• _Exercise_
Some lines in the records below may hold the word "blue"; give the number of those lines and nothing else.

• _Stored data entries_
·····
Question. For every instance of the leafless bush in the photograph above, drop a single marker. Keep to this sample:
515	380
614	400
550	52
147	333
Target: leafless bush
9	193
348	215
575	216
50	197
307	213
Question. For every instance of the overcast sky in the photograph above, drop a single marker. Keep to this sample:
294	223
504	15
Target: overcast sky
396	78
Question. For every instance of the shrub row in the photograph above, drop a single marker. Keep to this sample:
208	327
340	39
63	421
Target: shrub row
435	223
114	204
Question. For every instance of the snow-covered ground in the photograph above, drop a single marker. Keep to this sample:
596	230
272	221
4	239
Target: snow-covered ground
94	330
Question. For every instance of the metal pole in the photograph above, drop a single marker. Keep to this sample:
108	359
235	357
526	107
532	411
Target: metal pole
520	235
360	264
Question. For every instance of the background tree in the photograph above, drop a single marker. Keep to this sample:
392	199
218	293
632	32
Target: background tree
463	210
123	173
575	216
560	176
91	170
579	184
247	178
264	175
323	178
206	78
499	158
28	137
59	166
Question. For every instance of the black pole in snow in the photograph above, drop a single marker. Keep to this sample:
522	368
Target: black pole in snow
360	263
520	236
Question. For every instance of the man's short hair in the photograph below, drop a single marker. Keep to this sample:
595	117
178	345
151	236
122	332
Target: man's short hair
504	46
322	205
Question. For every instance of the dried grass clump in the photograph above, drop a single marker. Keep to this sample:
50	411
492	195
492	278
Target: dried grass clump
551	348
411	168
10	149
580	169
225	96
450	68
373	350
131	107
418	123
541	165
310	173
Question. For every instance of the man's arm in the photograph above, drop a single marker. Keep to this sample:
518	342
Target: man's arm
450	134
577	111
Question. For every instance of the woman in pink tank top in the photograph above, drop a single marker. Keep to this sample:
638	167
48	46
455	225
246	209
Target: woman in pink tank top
·····
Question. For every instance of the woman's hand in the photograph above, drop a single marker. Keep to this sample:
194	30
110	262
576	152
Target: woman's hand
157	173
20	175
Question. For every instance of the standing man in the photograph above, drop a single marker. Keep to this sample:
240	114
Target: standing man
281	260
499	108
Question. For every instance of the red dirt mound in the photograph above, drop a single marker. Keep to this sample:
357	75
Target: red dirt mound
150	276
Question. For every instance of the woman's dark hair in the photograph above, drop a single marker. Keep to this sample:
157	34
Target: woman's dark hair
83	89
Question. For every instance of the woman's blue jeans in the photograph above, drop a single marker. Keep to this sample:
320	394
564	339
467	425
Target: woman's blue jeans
·····
• _Result_
2